▶ **PROBLEM DETAILS**
Every entry must come back exactly as it was written.

▶ **SUPPLIED RECORDS**
↓

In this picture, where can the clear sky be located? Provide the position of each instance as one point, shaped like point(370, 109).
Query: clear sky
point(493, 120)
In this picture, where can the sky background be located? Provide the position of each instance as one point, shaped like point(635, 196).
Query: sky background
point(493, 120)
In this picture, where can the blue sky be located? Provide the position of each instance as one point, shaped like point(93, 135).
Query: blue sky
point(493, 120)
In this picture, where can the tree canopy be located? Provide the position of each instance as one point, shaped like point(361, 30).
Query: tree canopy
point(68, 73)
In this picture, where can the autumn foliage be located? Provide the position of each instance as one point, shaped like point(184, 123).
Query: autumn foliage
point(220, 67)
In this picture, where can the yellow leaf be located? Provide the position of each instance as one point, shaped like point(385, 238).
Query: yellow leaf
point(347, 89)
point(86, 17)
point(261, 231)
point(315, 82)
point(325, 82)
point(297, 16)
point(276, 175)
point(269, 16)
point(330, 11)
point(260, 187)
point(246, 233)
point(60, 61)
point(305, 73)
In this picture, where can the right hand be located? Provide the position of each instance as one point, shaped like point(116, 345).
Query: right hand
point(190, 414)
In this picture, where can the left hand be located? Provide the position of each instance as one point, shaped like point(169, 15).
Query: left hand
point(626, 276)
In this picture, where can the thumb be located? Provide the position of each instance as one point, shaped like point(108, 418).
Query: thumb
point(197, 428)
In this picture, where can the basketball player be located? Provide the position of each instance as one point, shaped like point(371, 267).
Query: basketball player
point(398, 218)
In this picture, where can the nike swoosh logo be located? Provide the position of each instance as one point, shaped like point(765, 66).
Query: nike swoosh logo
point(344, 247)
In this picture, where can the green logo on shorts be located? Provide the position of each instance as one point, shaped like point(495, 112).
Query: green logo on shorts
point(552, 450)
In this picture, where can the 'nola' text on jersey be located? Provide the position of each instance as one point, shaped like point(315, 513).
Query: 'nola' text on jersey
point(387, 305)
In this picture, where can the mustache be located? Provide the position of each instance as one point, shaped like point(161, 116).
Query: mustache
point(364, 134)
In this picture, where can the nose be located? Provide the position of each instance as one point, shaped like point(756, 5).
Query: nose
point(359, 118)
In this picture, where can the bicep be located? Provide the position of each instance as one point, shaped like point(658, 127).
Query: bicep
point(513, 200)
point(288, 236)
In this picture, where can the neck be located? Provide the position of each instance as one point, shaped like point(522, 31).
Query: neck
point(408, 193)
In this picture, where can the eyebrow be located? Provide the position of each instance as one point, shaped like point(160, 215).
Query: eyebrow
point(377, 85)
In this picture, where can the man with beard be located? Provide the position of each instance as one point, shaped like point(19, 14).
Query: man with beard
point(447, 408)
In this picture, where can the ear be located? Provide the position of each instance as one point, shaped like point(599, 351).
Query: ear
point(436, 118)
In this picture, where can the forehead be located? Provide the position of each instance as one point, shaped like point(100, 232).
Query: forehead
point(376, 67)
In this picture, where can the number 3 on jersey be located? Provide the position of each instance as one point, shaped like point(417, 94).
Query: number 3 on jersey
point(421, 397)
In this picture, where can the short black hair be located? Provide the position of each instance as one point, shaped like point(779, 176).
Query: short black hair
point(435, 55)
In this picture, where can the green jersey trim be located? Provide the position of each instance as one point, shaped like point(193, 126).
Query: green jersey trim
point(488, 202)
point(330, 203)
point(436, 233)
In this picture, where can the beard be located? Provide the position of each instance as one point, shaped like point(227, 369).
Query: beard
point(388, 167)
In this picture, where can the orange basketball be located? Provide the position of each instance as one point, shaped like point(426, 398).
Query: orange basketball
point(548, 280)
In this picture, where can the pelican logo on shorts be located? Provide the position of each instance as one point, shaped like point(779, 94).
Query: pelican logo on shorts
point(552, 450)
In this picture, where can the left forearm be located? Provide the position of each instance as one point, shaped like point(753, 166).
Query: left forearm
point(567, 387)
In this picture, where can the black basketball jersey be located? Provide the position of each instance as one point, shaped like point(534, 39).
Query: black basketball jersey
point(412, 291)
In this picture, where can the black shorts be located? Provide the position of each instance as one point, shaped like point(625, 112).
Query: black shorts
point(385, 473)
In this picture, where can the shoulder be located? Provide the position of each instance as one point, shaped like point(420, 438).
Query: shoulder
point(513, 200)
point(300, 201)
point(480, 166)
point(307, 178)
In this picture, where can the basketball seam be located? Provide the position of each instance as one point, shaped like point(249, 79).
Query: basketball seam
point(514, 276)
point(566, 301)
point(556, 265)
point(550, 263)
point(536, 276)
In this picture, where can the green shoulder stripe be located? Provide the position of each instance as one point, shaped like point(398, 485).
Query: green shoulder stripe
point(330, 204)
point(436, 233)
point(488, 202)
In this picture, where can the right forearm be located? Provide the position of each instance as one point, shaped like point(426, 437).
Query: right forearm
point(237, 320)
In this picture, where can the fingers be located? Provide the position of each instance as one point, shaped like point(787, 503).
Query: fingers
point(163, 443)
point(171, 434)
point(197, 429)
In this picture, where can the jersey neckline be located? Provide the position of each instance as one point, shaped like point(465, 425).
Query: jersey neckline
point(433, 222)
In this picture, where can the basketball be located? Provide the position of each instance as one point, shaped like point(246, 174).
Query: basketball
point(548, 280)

↑

▶ **WORKED SOLUTION**
In this picture, where can the clear sky be located? Provide the position of each instance as one point, shaped like point(370, 109).
Query: clear sky
point(493, 120)
In this picture, where can the sky background be located? Provide the position of each instance as one point, shaped like point(635, 196).
Query: sky background
point(493, 120)
In this picture, where can the blue sky be located? Provide the position of each instance as one point, shaped like point(93, 135).
Query: blue sky
point(493, 120)
In this picture, where can the tree canopy be located? Provide the position of each instance as one point, shaped like point(361, 30).
Query: tree canopy
point(68, 73)
In this picture, where can the autumn foliage be located? Provide the position of each instance as one point, shaped like point(184, 123).
Query: autumn foliage
point(220, 67)
In this picture, where can the yellow leaf be located? Provide the position of each instance as one point, shaped like point(385, 238).
Query: yellow leaf
point(347, 89)
point(86, 17)
point(261, 231)
point(315, 82)
point(325, 82)
point(297, 16)
point(276, 175)
point(269, 16)
point(330, 11)
point(260, 187)
point(246, 233)
point(60, 61)
point(305, 73)
In this picture, where can the right hand be located? Provide the position of each instance as one point, shaped like point(116, 345).
Query: right hand
point(190, 414)
In this picture, where can the left hand be located? Provide the position of each instance as one point, shaped like point(169, 15).
Query: left hand
point(626, 276)
In this picture, where can the thumb be located? Provide the position of each instance as one point, shaped like point(108, 418).
Query: thumb
point(197, 428)
In this picture, where can the basketball player be located? Provide the position of each instance as one point, shaped like point(371, 267).
Query: basketball player
point(398, 218)
In this picture, where can the nike swoosh logo be located? Provide the position of each instance as one point, shaped like point(765, 66).
Query: nike swoosh logo
point(344, 247)
In this picture, where can the green logo on shorts be located? Provide the position of each instance as one point, shaped like point(495, 112).
Query: green logo on shorts
point(552, 450)
In this picture, where can the 'nola' text on jersey be located? Provide the position of each instance as one point, shaped like point(315, 513).
Query: 'nola' text on jersey
point(387, 305)
In this picture, where can the mustache be located? Provide the position of each instance as one point, shaped like point(161, 116).
Query: mustache
point(364, 134)
In this picture, where can the nose be located? Provide the position of each instance as one point, shaped like point(756, 5).
Query: nose
point(359, 118)
In this picture, where can the bicep be located? Provide the position of each instance as one point, shaped like point(658, 127).
Query: bicep
point(513, 200)
point(288, 236)
In this picture, where can the neck be located? Provide the position of each instance as one point, shaped like point(522, 31).
Query: neck
point(408, 193)
In this picture, where can the eyebrow be located? Provide the position of each instance as one point, shaped like point(160, 215).
Query: eyebrow
point(377, 85)
In this picture, where can the man with beard be located? Provide the position of each instance as one point, shaped like point(19, 14).
Query: man with beard
point(447, 408)
In this picture, where can the ear be located? Provide the position of each instance as one point, shaped like point(599, 351).
Query: ear
point(436, 118)
In this picture, where can the forehead be located? Provide the position of each instance as one point, shaped like point(100, 232).
Query: forehead
point(376, 67)
In this picture, where can the number 3 on jersey be located? Provide the position of each instance as one point, shaped like point(417, 94).
Query: number 3 on jersey
point(421, 397)
In this picture, where can the short black hair be located? Provide the position of each instance as one point, shaped like point(779, 176).
Query: short black hair
point(435, 55)
In this picture, where can the green jersey trim be located? Provide the position of each instance as one point, shaped like point(193, 126).
Query: green jersey trim
point(488, 202)
point(330, 203)
point(436, 233)
In this picture, where can the beard be located? Provide the position of each instance as one point, shaped like point(227, 369).
Query: beard
point(388, 167)
In this picture, where can the orange basketball be located? Provide the position of each instance as one point, shaped like point(426, 398).
Query: orange basketball
point(548, 280)
In this picture, where can the pelican logo on shorts be located? Provide the position of each instance as one point, shaped like point(779, 94).
Query: pelican logo on shorts
point(552, 450)
In this picture, where can the left forearm be located? Provide the position of each instance as one point, shaped like point(753, 166).
Query: left forearm
point(567, 387)
In this picture, where can the black basketball jersey be located? Provide the position of each instance as one point, shaped like point(534, 39).
Query: black basketball jersey
point(412, 291)
In this picture, where can the black shorts be located? Provide the position of each instance as one point, shaped like point(625, 112).
Query: black shorts
point(385, 473)
In this picture, where can the shoulder be located? Provide the position of each instance as one point, shaped like point(420, 438).
Query: shoulder
point(513, 200)
point(300, 201)
point(480, 166)
point(307, 178)
In this picture, where can the basketball seam be located? Provide the position of each instance as one point, shaped like point(249, 79).
Query: basketball seam
point(514, 276)
point(566, 301)
point(556, 265)
point(550, 263)
point(536, 276)
In this picture, where can the green shoulder stripe be located? Provide the position of each instance as one point, shaped like point(398, 485).
Query: green shoulder stripe
point(330, 204)
point(436, 233)
point(488, 202)
In this picture, where can the right forearm be located? Provide the position of each instance as one point, shaped like point(426, 437).
Query: right forearm
point(237, 320)
In this picture, where can the fingers be located? Provide the position of each instance as one point, shaped like point(787, 503).
Query: fingers
point(163, 443)
point(171, 434)
point(197, 429)
In this picture, where can the jersey neckline be located? Provide the position of each instance as one point, shaped like point(465, 425).
Query: jersey neckline
point(433, 222)
In this picture, where can the basketball be located? Provide the position of each instance as one point, shaped like point(246, 174).
Query: basketball
point(548, 280)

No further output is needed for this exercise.